REQUIRED ACTION:
Please restate each line of the data below exactly. Omit all images.
======== GIVEN RECORDS
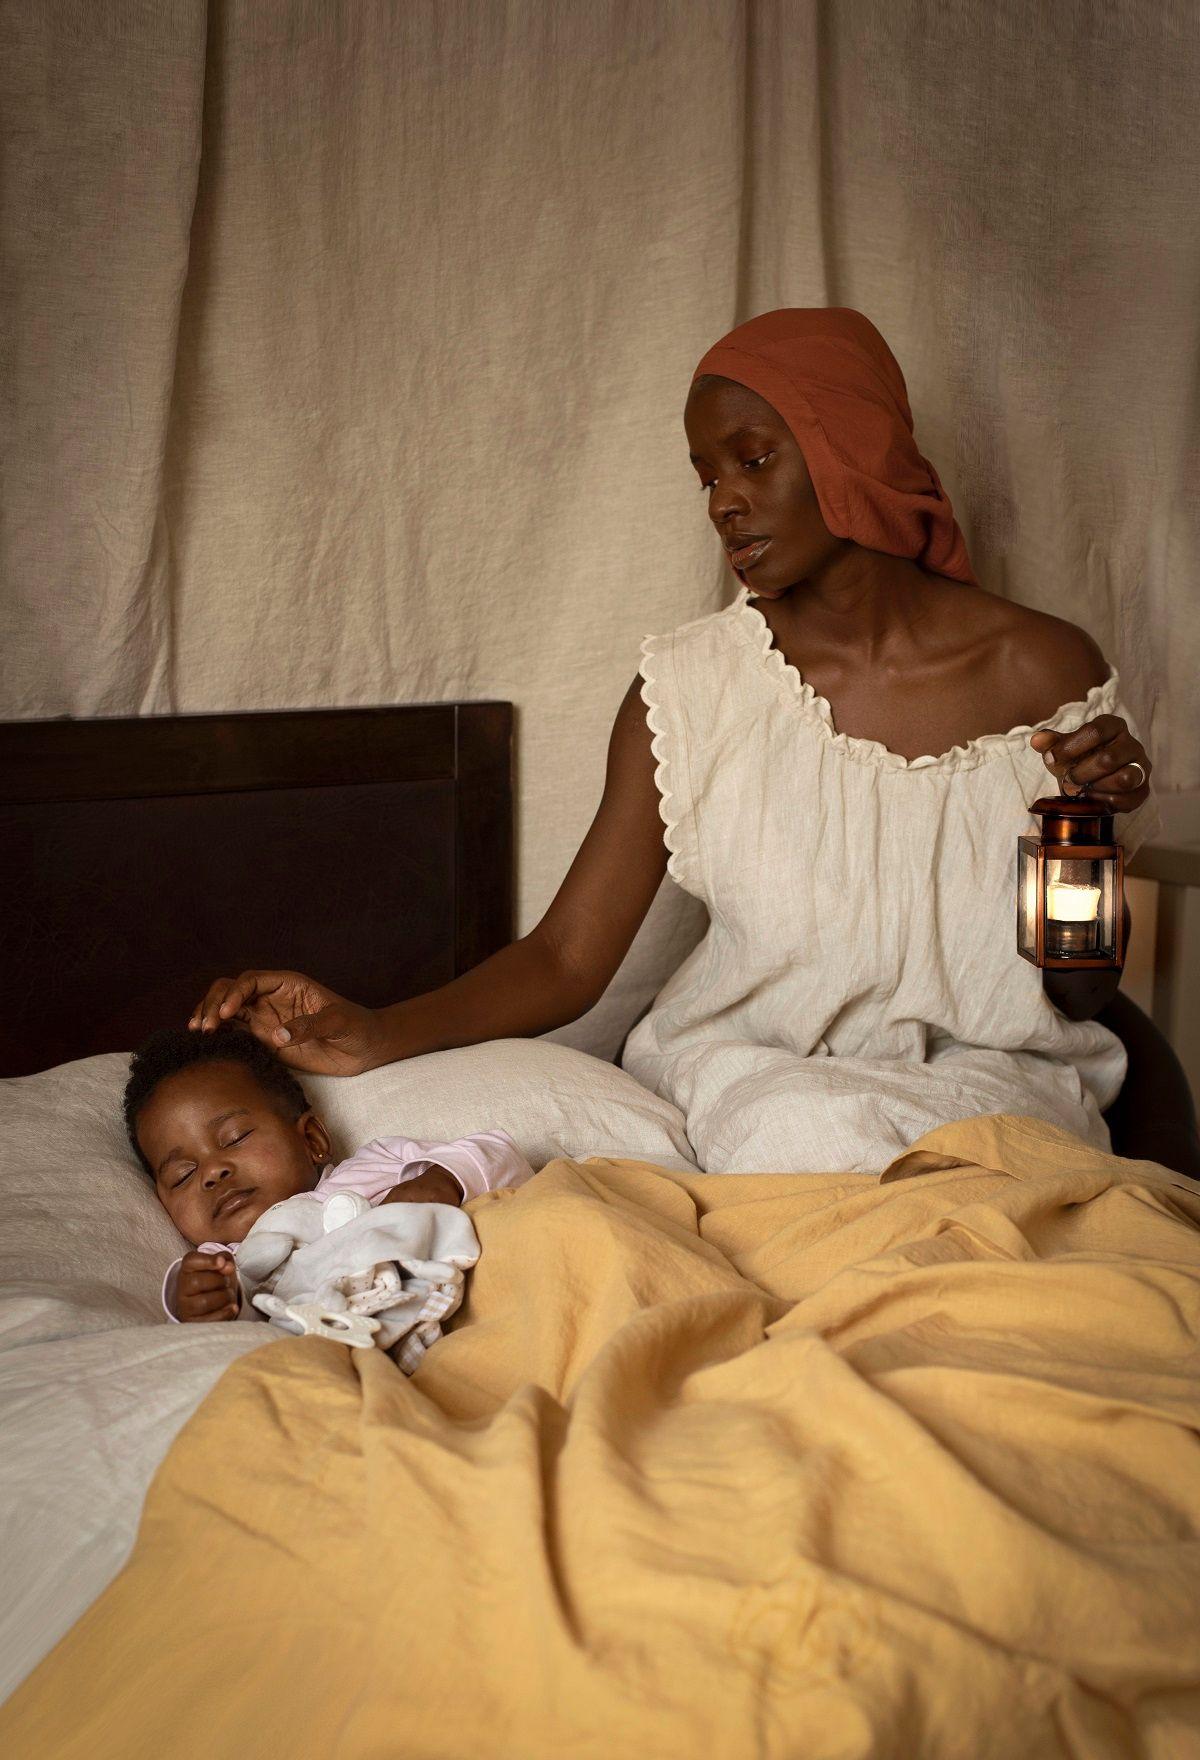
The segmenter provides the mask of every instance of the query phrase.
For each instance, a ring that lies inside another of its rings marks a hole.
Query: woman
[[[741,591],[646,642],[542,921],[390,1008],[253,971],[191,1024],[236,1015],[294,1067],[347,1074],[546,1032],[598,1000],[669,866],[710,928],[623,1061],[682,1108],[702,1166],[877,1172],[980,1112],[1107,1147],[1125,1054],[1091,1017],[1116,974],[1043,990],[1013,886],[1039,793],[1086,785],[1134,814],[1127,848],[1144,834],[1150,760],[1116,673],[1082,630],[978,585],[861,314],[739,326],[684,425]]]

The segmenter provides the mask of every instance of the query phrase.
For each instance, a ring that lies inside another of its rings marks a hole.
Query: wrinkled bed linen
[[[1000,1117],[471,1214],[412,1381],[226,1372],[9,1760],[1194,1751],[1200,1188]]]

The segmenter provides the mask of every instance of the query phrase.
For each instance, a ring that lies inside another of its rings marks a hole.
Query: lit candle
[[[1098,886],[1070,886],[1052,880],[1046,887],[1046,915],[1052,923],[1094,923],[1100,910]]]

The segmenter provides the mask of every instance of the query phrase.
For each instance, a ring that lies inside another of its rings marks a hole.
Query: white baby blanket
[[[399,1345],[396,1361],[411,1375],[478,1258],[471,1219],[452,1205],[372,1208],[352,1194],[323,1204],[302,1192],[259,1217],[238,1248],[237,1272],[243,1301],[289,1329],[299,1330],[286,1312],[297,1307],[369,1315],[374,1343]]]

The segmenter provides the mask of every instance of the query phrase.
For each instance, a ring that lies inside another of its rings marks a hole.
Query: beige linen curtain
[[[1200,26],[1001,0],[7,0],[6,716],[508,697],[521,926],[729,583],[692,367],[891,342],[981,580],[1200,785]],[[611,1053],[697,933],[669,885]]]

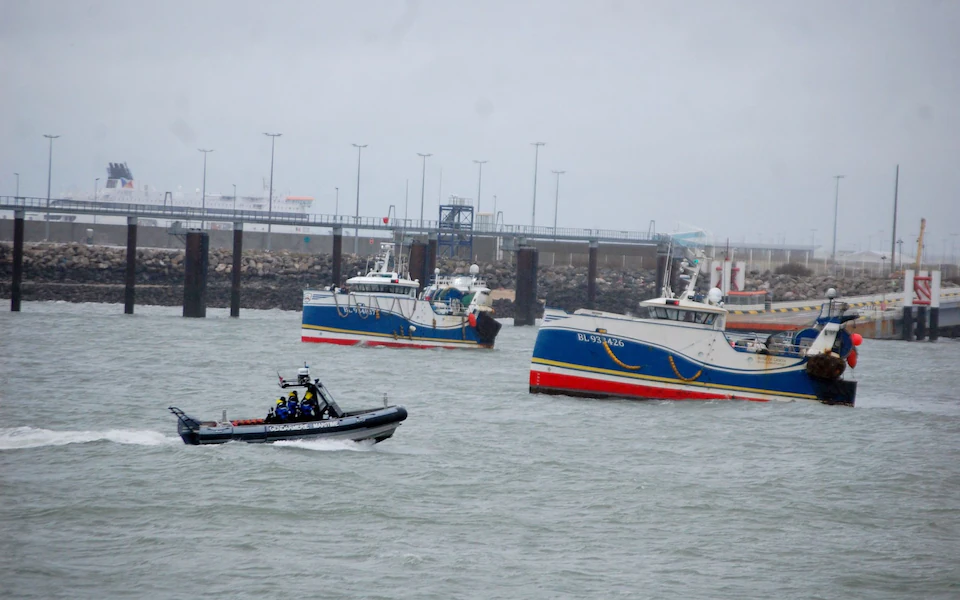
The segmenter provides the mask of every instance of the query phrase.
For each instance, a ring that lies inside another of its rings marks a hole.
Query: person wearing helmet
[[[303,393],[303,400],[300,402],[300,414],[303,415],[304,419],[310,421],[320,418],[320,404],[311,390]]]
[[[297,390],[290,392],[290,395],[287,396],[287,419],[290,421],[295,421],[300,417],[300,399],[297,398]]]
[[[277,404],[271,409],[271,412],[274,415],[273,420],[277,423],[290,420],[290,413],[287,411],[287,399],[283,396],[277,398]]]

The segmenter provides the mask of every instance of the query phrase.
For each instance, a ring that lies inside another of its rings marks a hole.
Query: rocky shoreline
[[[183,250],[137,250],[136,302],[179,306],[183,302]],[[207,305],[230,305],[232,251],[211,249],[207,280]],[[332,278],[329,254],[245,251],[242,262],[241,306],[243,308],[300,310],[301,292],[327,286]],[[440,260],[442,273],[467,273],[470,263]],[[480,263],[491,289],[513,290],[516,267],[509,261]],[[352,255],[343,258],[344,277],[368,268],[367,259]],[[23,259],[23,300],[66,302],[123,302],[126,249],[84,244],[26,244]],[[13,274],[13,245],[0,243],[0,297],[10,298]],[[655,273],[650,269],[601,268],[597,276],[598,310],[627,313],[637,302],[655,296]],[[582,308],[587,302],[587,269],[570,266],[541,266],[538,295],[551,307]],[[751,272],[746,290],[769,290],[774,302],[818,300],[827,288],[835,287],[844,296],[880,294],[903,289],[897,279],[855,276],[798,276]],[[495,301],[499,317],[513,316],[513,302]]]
================
REPLY TO THE TASK:
The segmenter provides the mask of every instance of the query phrase.
For each instance, a ring that lies inside another of its rings marks a hole.
Query: woman
[[[741,591],[646,642],[542,921],[390,1008],[253,971],[191,1024],[236,1015],[294,1067],[347,1074],[546,1032],[598,1000],[669,866],[710,928],[623,1061],[682,1108],[702,1166],[877,1172],[980,1112],[1107,1147],[1125,1054],[1091,1017],[1116,974],[1043,990],[1013,886],[1039,793],[1086,785],[1134,814],[1127,848],[1144,834],[1150,760],[1116,673],[1082,630],[978,585],[861,314],[739,326],[684,425]]]

The segmenter provides the mask of every instance of the query phrase.
For each instance, a ring that lies inside another of its rings marks a hole.
Query: wrinkled bed linen
[[[1000,1117],[471,1214],[412,1381],[226,1372],[9,1760],[1194,1751],[1200,1188]]]

The segmenter provides the mask of every instance of the query phrase.
For each instance, a ring that lies inside another of its rings marks a hole.
Query: lit candle
[[[1098,886],[1070,886],[1052,880],[1046,887],[1046,915],[1052,923],[1094,923],[1100,910]]]

The segmenter provides the mask of every instance of the query phrase.
For each instance, a ring that lies inside another of its rings marks a hole.
Query: white baby blanket
[[[399,1345],[396,1361],[411,1375],[478,1258],[471,1219],[452,1205],[372,1208],[352,1194],[323,1204],[302,1192],[259,1217],[238,1248],[237,1272],[243,1301],[289,1329],[299,1330],[286,1312],[297,1307],[369,1315],[374,1343]]]

The segmenter provides the mask of every instance of the query phrase.
For each instance, a ring that lies inside another of its rings marks a hole.
Query: beige linen curtain
[[[1200,26],[1001,0],[7,0],[6,716],[508,697],[521,926],[729,583],[692,367],[891,342],[981,580],[1200,785]],[[611,1053],[697,933],[669,885]]]

The segmenter provides the mask of every instance of the query phrase.
For each instance, a ring that lies inside another of its rings marks a hole.
Query: person wearing helmet
[[[303,393],[303,400],[300,402],[300,414],[303,415],[304,419],[310,421],[320,418],[320,404],[311,390]]]
[[[297,390],[290,392],[290,395],[287,396],[287,419],[290,421],[295,421],[300,417],[300,399],[297,398]]]
[[[277,404],[271,409],[271,412],[274,415],[273,420],[277,423],[290,420],[290,413],[287,411],[287,399],[283,396],[277,398]]]

The segmenter provides the mask of every instance of the query phrase.
For each instance, a ring that lies inside another of its rings marks a hole.
Query: rocky shoreline
[[[183,250],[137,250],[136,302],[179,306],[183,302]],[[207,305],[230,305],[232,251],[211,249],[207,280]],[[332,278],[329,254],[245,251],[242,262],[241,306],[243,308],[300,310],[301,292],[327,286]],[[440,260],[442,273],[467,273],[470,263]],[[480,263],[491,289],[513,290],[516,267],[509,261]],[[352,255],[343,258],[344,277],[368,268],[367,259]],[[23,259],[23,300],[66,302],[123,302],[126,249],[84,244],[26,244]],[[13,274],[13,245],[0,243],[0,297],[10,298]],[[655,273],[650,269],[601,268],[597,276],[598,310],[627,313],[637,302],[655,296]],[[582,308],[587,302],[587,269],[570,266],[541,266],[538,295],[551,307]],[[751,272],[746,290],[769,290],[774,302],[818,300],[827,288],[835,287],[844,296],[880,294],[903,289],[897,279],[855,276],[798,276]],[[495,301],[499,317],[513,316],[513,302]]]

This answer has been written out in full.